Given exercise: Can you give all the records again without altering a single character?

Exercise material:
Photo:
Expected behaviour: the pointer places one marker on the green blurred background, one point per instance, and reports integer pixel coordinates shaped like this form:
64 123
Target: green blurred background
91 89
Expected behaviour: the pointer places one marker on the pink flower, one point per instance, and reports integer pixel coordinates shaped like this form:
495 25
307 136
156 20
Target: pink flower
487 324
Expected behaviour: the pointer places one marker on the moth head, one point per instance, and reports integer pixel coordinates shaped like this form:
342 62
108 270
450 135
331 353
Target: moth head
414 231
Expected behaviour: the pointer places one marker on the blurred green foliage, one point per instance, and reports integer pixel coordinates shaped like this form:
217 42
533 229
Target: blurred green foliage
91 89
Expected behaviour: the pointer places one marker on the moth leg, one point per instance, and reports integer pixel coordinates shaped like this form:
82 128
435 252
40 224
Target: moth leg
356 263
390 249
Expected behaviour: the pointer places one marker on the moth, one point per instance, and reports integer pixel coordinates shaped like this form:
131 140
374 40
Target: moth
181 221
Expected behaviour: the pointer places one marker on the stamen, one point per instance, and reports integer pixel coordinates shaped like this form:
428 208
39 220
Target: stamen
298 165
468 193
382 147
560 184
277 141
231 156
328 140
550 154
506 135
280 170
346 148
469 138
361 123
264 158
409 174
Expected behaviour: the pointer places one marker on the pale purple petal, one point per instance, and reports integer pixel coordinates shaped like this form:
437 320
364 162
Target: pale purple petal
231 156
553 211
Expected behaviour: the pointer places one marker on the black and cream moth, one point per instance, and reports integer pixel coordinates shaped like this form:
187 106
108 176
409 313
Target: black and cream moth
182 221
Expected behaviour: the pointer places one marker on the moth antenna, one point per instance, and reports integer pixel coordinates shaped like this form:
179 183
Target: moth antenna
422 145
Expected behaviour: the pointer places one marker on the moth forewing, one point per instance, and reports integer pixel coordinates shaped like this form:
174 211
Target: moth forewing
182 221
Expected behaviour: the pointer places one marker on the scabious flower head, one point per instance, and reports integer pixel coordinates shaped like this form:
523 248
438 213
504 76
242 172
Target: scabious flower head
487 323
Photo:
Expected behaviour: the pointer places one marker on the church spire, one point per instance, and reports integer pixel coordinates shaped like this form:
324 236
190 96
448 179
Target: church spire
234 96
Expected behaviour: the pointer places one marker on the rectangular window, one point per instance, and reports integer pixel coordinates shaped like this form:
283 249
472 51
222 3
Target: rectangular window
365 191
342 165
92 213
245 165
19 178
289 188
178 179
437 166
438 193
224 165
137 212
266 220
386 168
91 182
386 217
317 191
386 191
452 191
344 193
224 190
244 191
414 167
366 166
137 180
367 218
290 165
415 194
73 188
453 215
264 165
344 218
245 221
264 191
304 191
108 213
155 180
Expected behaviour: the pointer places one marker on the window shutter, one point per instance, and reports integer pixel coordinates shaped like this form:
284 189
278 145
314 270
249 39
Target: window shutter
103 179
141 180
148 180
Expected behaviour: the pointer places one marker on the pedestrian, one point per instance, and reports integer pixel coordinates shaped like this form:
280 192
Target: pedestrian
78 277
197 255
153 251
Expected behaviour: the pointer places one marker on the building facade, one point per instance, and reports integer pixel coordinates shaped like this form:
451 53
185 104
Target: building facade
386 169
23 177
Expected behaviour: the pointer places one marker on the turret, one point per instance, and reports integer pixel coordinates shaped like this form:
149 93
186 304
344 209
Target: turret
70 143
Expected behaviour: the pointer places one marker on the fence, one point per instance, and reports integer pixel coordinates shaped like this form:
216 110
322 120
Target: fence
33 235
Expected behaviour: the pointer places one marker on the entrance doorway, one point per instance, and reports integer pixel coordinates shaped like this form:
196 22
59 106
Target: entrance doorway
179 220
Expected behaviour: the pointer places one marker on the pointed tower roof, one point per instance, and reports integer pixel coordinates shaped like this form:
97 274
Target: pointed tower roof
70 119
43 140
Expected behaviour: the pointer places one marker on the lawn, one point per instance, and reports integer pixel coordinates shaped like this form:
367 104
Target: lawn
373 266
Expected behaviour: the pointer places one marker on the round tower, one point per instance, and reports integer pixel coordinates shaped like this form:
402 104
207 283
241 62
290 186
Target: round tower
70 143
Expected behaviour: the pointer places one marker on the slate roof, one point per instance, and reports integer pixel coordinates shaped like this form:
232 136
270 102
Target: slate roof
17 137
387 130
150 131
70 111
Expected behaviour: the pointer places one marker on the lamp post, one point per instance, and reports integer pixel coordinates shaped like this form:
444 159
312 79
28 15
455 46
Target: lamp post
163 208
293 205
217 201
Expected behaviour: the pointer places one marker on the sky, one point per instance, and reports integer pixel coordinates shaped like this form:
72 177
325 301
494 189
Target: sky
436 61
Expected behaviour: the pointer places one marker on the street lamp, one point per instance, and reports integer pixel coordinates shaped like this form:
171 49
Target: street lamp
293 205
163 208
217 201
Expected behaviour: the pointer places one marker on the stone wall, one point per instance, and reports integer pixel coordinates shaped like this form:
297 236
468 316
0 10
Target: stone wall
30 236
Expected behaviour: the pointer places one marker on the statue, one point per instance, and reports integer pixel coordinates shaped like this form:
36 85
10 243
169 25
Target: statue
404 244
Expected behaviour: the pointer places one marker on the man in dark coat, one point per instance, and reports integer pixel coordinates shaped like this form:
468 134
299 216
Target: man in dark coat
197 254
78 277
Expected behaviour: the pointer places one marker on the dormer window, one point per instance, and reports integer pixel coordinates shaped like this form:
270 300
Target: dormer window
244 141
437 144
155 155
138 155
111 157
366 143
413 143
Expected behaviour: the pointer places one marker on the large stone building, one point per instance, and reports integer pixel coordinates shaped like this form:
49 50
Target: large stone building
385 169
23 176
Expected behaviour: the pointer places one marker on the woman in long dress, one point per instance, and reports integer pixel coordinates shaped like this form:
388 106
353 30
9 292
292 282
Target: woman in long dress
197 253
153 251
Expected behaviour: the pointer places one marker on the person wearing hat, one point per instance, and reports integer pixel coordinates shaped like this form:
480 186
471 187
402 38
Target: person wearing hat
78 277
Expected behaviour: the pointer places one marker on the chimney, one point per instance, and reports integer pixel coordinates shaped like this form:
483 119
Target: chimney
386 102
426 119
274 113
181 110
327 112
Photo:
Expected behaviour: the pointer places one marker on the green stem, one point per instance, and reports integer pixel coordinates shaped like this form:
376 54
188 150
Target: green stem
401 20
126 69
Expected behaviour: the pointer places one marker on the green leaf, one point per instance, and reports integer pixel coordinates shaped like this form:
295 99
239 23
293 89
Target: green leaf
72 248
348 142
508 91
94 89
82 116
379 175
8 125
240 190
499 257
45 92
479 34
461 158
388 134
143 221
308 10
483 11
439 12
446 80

Finished exercise:
Photo:
Expected behaviour: the pointer places one marker on the green blurred background, one point per instance, and reports integer pixel coordinates shaped like this form:
64 123
Target: green blurred background
91 89
Expected behaviour: the pointer places one marker on the pink flower, one point per instance, and reports integer pixel coordinates shaped like this form:
495 25
307 136
156 20
Target: pink flower
487 324
Expected behaviour: the pointer places one marker on the moth head, one point per instance, and reports integer pixel coordinates shaped like this form:
342 62
108 270
450 135
331 353
Target: moth head
414 231
Expected behaviour: the pointer places one marker on the blurred green foliage, one point per instance, and reports integer pixel coordinates shaped like this form:
217 42
533 229
Target: blurred green foliage
91 89
Expected behaviour: the pointer places one marker on the moth leg, one point per instance, and reports integer pixel coordinates shaped like this form:
82 128
435 252
40 224
Target: moth leg
356 263
390 249
Expected behaviour: the pointer places one marker on the moth, one point per instance, and reports integer pixel coordinates shaped like this form:
131 140
374 40
Target: moth
181 221
Expected behaviour: the pointer places one marker on the stamen, one point per instance, and reports integer pixel coordinates shaped like this form:
428 208
39 220
Target: stamen
298 165
468 193
382 147
560 184
277 141
231 156
328 140
550 154
506 135
280 170
346 148
469 138
361 123
264 158
409 174
Expected behaviour: the pointer places one marker on the pale purple petal, one point per instance, and reports integer pixel coordinates shaped like this form:
437 320
364 162
Target: pale purple petal
231 156
553 211
Expected behaviour: the pointer places one marker on the black and cream moth, one point per instance, and reports integer pixel coordinates shaped like this form:
187 106
108 176
409 313
Target: black and cream moth
182 221
Expected behaviour: the pointer places one marker on the moth antenna, one point per instance, and reports integer pixel coordinates shaped like this form:
179 183
Target: moth antenna
422 145
Expected behaviour: the pointer places one marker on the moth forewing, one point per instance, and reports integer pixel coordinates shaped like this form:
174 211
Target: moth forewing
182 221
Expected behaviour: the pointer places one marker on the scabious flower head, one point per instance, and reports integer pixel coordinates shaped like this form:
523 248
438 213
504 76
242 172
Target: scabious flower head
487 323
Photo:
Expected behaviour: the pointer places one marker on the church spire, one point per instance, and reports integer pixel coordinates shaped like this form:
324 236
190 96
448 179
Target: church spire
234 96
Expected behaviour: the pointer places one marker on the rectangular window, one point per instance, and reports integer pixel coordinates shaped like this form:
283 249
472 51
222 3
Target: rectangular window
365 191
342 165
92 213
245 165
19 178
289 188
178 179
437 166
438 193
224 165
137 212
266 220
386 168
91 182
386 217
317 191
386 191
452 191
344 193
224 190
244 191
414 167
366 166
137 180
367 218
290 165
415 194
73 188
453 215
264 165
344 218
245 221
264 191
304 191
108 213
155 180
Expected behaviour: the pointer places one marker on the window shutter, one point per instance, and reports integer pixel coordinates shaped like this form:
284 189
278 145
314 270
249 39
Target: window shutter
103 179
141 180
148 180
Expected behaviour: the pointer places one marker on the pedestrian, one point per instance, and reports integer pixel coordinates shaped like this form:
280 192
Target: pedestrian
78 277
197 255
153 251
Expected behaviour: the pointer places one marker on the building facade, one point per instance, and reports integer pixel coordinates shaped like this form:
451 53
185 104
Target: building facade
386 169
23 177
Expected behaviour: the pointer places one marker on the turret, one point per instance, and reports integer pixel coordinates shaped like this form:
149 93
186 304
344 209
Target: turret
70 143
Expected behaviour: the pointer places one marker on the fence, one point per instance, and reports integer pixel coordinates shaped like this form:
216 110
322 120
Target: fence
33 235
Expected behaviour: the pointer places one marker on the entrance doorway, one point per instance, and reports integer pixel coordinates shaped like this form:
196 22
59 106
Target: entrance doorway
179 220
Expected behaviour: the pointer places one marker on the pointed tower roof, one point per instance, and reports integer pixel coordinates shaped like this form:
97 274
Target: pointed tower roof
70 119
43 140
Expected behaviour: the pointer places one marker on the lawn, one point per instance, and reports integer pixel coordinates shaped like this form:
367 104
Target: lawn
373 266
Expected behaviour: the pointer places one marker on the round tower, one point per instance, and reports integer pixel coordinates shaped like this form:
402 104
207 283
241 62
290 186
Target: round tower
70 143
Expected behaviour: the pointer places one marker on the slate roof, one point per instance, and reports integer pixel coordinates shaped like this form:
232 136
270 102
Target: slate roof
17 137
387 130
150 131
70 111
Expected behaviour: the pointer places one marker on the lamp post, one point per instance, and reports integer pixel coordinates shaped like this form:
444 159
312 79
28 15
455 46
Target: lamp post
163 208
293 205
217 201
Expected behaviour: the pointer places one marker on the sky, one point per instance, and reports integer pixel coordinates shaped like this form:
72 177
325 301
494 189
Target: sky
436 61
Expected behaviour: the pointer places one marker on the street lamp, one point per instance, and reports integer pixel coordinates shaped like this form:
171 49
Target: street lamp
293 205
163 208
217 201
Expected behaviour: the pointer places one marker on the stone wall, one point per instance, and reports integer pixel coordinates shaped like this form:
297 236
468 316
0 10
Target: stone wall
30 236
Expected behaviour: the pointer places one marker on the statue, one point per instance, and reports integer pixel coordinates shaped like this form:
36 85
10 243
169 25
Target: statue
404 244
Expected behaviour: the pointer places one marker on the man in dark coat, one point per instance, and reports integer pixel coordinates shaped like this form:
468 134
299 216
Target: man in dark coat
197 254
78 277
Expected behaviour: the pointer places one marker on the dormer window, one point per instance, and reports integer pixel coordinates shaped like this form:
270 300
Target: dormer window
244 141
437 144
155 155
138 155
111 157
366 143
413 143
Expected behaviour: the pointer places one marker on the large stone building, one point per instance, and reports integer pixel coordinates shaped like this form:
49 50
Target: large stone building
385 169
23 176
Expected behaviour: the pointer places one marker on the woman in long dress, one point per instance, and reports integer pixel coordinates shaped like this form:
388 106
353 30
9 292
292 282
Target: woman in long dress
197 253
153 251
Expected behaviour: the pointer places one marker on the person wearing hat, one point per instance, and reports integer pixel coordinates shaped like this form:
480 186
471 187
402 38
Target: person wearing hat
78 277
Expected behaviour: the pointer places one marker on the chimney, one point per instance, and reports integer pixel coordinates shaped like this form:
483 119
Target: chimney
386 102
426 119
274 113
181 110
327 112
Photo:
Expected behaviour: the pointer places one marker on the green stem, one point per instance, and reports integer pixel coordinates shaped like this form:
376 54
188 150
Target: green stem
401 20
126 69
Expected behaviour: the pointer places one marker on the green leaf, one point per instance, and reports integer pixel coordinates shaped like this form:
295 99
239 23
293 89
Target: green leaf
72 248
348 142
508 91
94 89
82 116
379 175
8 125
240 190
499 257
45 92
479 34
461 158
388 134
143 221
308 10
483 11
439 12
446 80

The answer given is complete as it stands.